_EXERCISE GOAL_. In the material from the line containing "If it's not too much trouble, could you box the striped" through the line containing "[318,366,475,566]", change "scarf" to "shawl" and write out only those lines, leaving everything else unaltered.

_DATA SECTION_.
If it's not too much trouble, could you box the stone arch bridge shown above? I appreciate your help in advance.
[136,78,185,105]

==

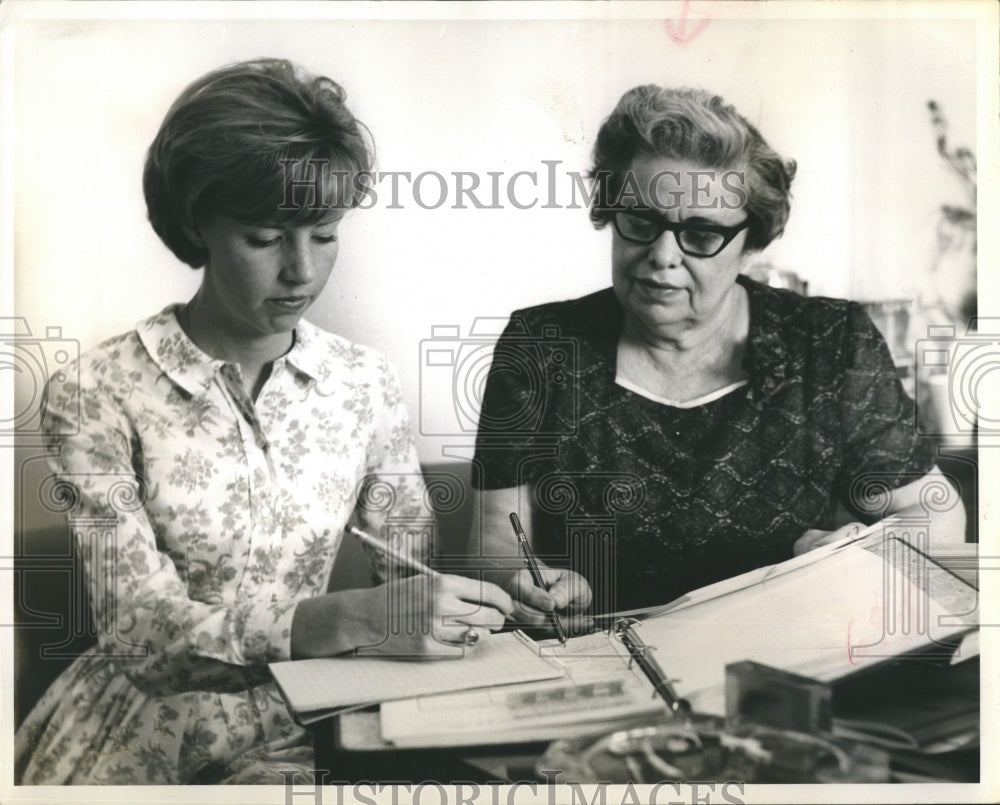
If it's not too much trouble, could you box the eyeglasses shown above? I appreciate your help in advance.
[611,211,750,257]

--

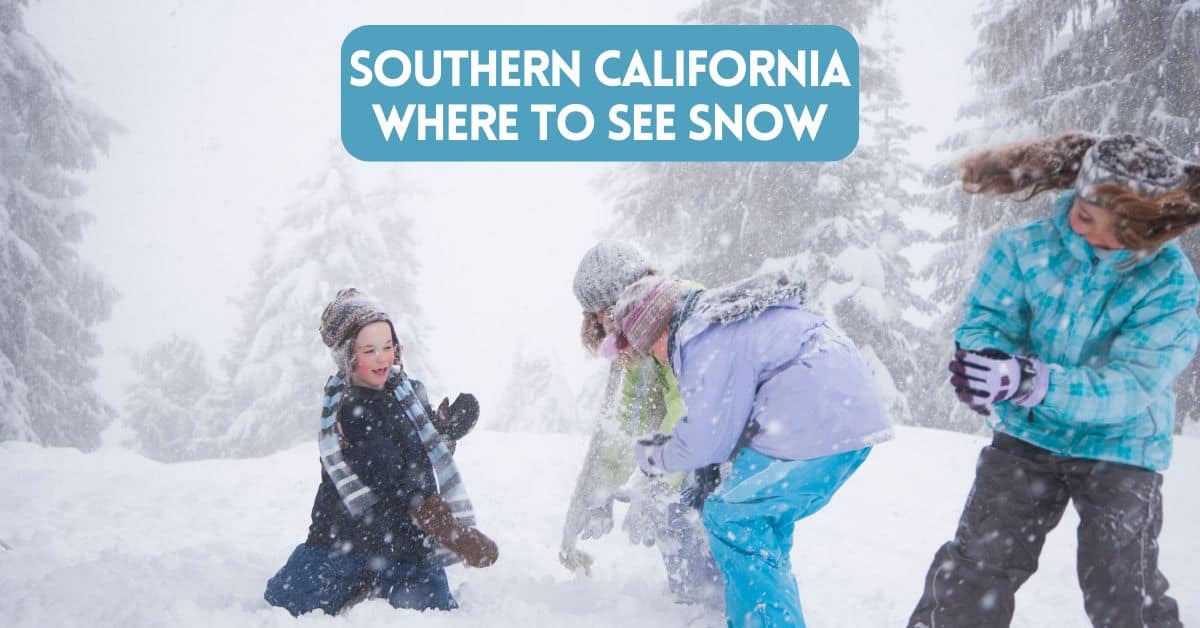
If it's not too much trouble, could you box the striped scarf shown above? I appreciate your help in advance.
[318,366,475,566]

_REPLY_.
If it's not too much trouble, could you box the striped shawl shown above? I appreciate your help in advance.
[318,366,475,566]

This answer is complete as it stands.